Exercise data –
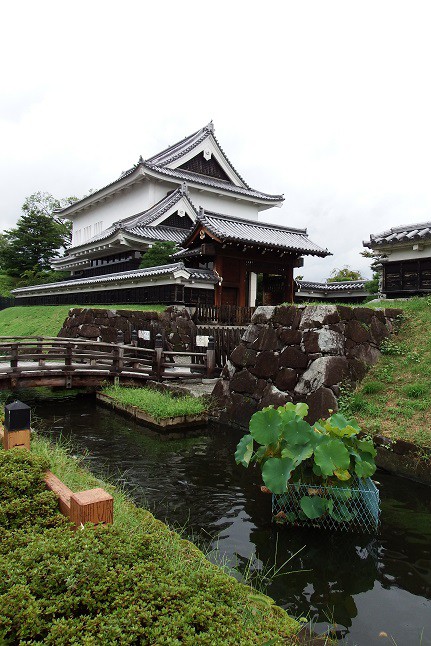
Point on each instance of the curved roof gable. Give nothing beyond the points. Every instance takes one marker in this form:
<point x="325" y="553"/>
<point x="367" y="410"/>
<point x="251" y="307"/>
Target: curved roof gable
<point x="201" y="143"/>
<point x="400" y="235"/>
<point x="229" y="229"/>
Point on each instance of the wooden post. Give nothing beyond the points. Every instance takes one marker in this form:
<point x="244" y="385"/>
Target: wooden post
<point x="14" y="355"/>
<point x="92" y="506"/>
<point x="40" y="350"/>
<point x="210" y="357"/>
<point x="158" y="354"/>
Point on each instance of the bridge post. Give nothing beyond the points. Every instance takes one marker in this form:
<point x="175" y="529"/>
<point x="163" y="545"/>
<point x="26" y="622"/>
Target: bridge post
<point x="210" y="357"/>
<point x="14" y="355"/>
<point x="158" y="354"/>
<point x="39" y="350"/>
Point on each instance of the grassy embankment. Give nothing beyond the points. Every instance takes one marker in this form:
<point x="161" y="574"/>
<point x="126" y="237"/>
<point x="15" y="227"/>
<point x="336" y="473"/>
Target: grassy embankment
<point x="47" y="320"/>
<point x="394" y="399"/>
<point x="133" y="582"/>
<point x="159" y="405"/>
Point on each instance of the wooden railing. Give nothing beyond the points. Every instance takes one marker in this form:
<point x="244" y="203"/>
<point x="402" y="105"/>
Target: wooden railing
<point x="223" y="315"/>
<point x="32" y="358"/>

Objective –
From the line containing "Point on each instance of the bridge" through the final line of the listing above, retype every line exactly; leave out everything else.

Exercise response –
Point on each instance of the bridge post. Give nothing beyond the points. Every instance takes one marker in this form:
<point x="175" y="529"/>
<point x="163" y="545"/>
<point x="26" y="622"/>
Target: bridge post
<point x="210" y="357"/>
<point x="14" y="355"/>
<point x="158" y="354"/>
<point x="39" y="350"/>
Point on each instance of the grassy embankment. Give nothing beyond the points. Every instance takes one marker in this form:
<point x="161" y="574"/>
<point x="126" y="237"/>
<point x="15" y="227"/>
<point x="336" y="473"/>
Target: grassy embankment
<point x="47" y="320"/>
<point x="394" y="399"/>
<point x="133" y="582"/>
<point x="159" y="405"/>
Point on each instance of the wooden railing. Give nothing beyond the points. Every instance takes one marker in this form:
<point x="244" y="203"/>
<point x="402" y="105"/>
Target: wooden railing
<point x="223" y="315"/>
<point x="32" y="358"/>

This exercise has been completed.